> **Extract provided**
In the October 1997 issue of Gramophone, Richard T. Fairman used a compilation CD of most of Frederica von Stade's Auvergnat songs as a reference disc when reviewing a new CD of the Chants d'Auvergne performed by Dawn Upshaw, the Orchestre de l'Opéra de Lyon and Kent Nagano. The von Stade anthology was one that he had long been fond of. It presented her performances of the most familiar of Canteloube's songs in renditions that were free of eccentricity. "Von Stade varies her tone according to the sense of each song," he wrote, "but the overall mood is less sharp, more comfortable if you like, than with Upshaw." Moreover, von Stade's Royal Philharmonic provided a more sumptuous backdrop than Upshaw's Lyon orchestra. Collectors tempted by Upshaw's album would "probably find that the consoling romanticism of [von Stade's] tried-and-trusted disc [was] more what they had in mind."

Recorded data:
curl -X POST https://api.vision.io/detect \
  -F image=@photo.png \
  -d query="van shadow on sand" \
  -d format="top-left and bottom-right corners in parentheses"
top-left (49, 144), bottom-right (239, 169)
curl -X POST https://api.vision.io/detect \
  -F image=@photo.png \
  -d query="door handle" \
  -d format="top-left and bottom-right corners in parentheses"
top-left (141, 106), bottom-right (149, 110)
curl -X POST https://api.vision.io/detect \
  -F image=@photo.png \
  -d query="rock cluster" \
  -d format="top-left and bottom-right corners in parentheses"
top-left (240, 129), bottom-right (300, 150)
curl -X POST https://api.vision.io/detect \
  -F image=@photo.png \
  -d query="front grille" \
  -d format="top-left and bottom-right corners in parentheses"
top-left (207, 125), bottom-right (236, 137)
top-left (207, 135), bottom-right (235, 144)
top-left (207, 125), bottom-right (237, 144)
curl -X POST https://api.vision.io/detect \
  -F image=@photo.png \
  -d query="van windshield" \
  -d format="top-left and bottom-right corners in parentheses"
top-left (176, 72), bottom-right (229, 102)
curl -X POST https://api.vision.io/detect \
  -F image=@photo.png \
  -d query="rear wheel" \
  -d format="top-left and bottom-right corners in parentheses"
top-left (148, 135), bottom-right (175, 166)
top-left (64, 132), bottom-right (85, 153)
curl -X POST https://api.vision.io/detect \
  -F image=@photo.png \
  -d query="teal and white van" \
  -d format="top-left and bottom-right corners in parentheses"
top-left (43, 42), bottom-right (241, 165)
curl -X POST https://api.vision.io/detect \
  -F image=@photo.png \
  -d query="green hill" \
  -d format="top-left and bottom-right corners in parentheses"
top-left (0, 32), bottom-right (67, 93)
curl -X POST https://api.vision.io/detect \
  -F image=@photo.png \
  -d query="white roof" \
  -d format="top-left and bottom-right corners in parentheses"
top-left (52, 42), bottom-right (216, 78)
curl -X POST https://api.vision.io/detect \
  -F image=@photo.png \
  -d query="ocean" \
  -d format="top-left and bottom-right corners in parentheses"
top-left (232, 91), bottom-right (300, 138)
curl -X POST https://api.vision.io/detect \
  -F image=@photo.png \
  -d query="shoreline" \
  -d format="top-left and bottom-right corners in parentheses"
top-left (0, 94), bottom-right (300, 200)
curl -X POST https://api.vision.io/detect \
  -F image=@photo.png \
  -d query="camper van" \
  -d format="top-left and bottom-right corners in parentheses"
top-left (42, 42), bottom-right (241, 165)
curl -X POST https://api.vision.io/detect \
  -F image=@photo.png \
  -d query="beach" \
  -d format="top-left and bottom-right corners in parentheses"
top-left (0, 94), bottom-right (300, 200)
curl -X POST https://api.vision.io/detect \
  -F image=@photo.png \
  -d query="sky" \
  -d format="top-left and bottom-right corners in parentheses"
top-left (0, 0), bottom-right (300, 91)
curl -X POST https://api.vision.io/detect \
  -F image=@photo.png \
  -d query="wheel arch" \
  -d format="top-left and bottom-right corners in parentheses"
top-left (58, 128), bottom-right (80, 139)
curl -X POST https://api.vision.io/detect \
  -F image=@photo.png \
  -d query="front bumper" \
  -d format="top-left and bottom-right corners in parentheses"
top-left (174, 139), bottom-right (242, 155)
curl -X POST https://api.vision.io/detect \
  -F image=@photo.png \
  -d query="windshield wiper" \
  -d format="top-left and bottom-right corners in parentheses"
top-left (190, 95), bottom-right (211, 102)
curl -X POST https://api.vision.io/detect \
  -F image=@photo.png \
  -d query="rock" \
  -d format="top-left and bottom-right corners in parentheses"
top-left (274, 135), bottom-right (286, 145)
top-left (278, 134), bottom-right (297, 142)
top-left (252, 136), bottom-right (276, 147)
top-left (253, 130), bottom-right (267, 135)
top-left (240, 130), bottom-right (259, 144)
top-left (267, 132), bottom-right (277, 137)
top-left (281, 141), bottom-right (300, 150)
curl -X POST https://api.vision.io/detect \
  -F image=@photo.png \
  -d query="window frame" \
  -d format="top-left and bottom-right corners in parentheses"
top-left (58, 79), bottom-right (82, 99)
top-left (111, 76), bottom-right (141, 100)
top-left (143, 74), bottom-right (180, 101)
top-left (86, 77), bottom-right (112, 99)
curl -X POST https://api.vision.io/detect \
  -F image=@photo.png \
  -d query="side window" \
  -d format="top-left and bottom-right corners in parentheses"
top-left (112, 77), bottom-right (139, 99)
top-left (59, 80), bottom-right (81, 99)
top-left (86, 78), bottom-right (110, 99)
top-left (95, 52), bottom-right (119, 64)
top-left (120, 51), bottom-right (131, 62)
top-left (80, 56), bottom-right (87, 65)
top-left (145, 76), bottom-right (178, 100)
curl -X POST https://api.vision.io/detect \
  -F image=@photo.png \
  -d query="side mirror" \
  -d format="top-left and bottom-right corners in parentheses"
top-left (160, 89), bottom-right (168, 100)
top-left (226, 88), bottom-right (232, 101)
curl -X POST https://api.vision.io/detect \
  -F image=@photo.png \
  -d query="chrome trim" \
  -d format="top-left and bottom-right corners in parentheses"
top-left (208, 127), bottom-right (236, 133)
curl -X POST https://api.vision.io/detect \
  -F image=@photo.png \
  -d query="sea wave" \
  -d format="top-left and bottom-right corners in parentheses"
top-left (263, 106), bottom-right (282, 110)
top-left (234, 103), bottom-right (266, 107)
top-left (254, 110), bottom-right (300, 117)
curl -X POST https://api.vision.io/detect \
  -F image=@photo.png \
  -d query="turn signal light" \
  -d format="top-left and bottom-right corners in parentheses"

> **Assignment 1**
Condense the paragraph beginning "In the October 1997 issue of Gramophone" in the passage about Frederica von Stade's Auvergnat songs, keeping its main facts.
> **Assignment 2**
Carry on the passage about Frederica von Stade's Auvergnat songs, beginning right after its final sentence.

> **Exercise response 1**
In Gramophone's October 1997 issue, Richard T. Fairman reviewed a new Chants d'Auvergne CD by Dawn Upshaw, the Orchestre de l'Opéra de Lyon and Kent Nagano. As his reference he used a compilation of most of Frederica von Stade's Auvergnat songs, a disc he had long been fond of. He found her versions of Canteloube's most familiar songs free of eccentricity. Her tone varied with each song, but her overall mood was less sharp and more comfortable than Upshaw's. Her Royal Philharmonic also gave a more sumptuous backdrop than the Lyon orchestra. He expected collectors tempted by Upshaw to prefer the consoling romanticism of von Stade's tried-and-trusted disc.

> **Exercise response 2**
Writing in Opera News in December 2016, David Shengold mentioned the album in the course of reviewing a box set of Frederica von Stade's recordings in which it was included: "[Von Stade's] two luminous discs of orchestrated Canteloube songs ... would be on anyone's list of essential traversals."

Frederica von Stade's approach to the Chants d'Auvergne was also critiqued in the 1988 edition of The new Penguin guide to compact discs and cassettes, which judged that "Fine as Frederica von Stade's singing is, she is stylistically and temperamentally far less at home in Canteloube's lovely folksong settings than Victoria de los Angeles, Kiri Te Kanawa or Jill Gomez".

===Accolade===
The album was nominated for a Grammy award for the best classical vocal solo performance of 1986.

==CD track listing==
Joseph Canteloube (1879-1957), composer

Triptyque (1914, texts by Roger Frêne)
- 1 (6:00) "Offrande à l'été"
- 2 (4:53) "Lunaire"
- 3 (8:21) "Hymne dans l'aurore"
Joseph Canteloube, collector and arranger

Chants d'Auvergne (1923-1930)
- 4 (4:36) "Là-haut, sur le rocher" (Vol. 5, No. 3)
- 5 (4:29) "Jou l'pount d'o Mirabel" (Vol. 4, No. 1)
- 6 (1:50) "Hé! beyla-z-y dau fé!" (Vol. 5, No. 4)
- 7 (2:55) "Lou boussu" (Vol. 3, No. 3)
- 8 (3:40) "Pastourelle" (Vol. 2, No. 1)
- 9 (1:36) "Malurous qu'o uno fenno" (Vol. 3, No. 5)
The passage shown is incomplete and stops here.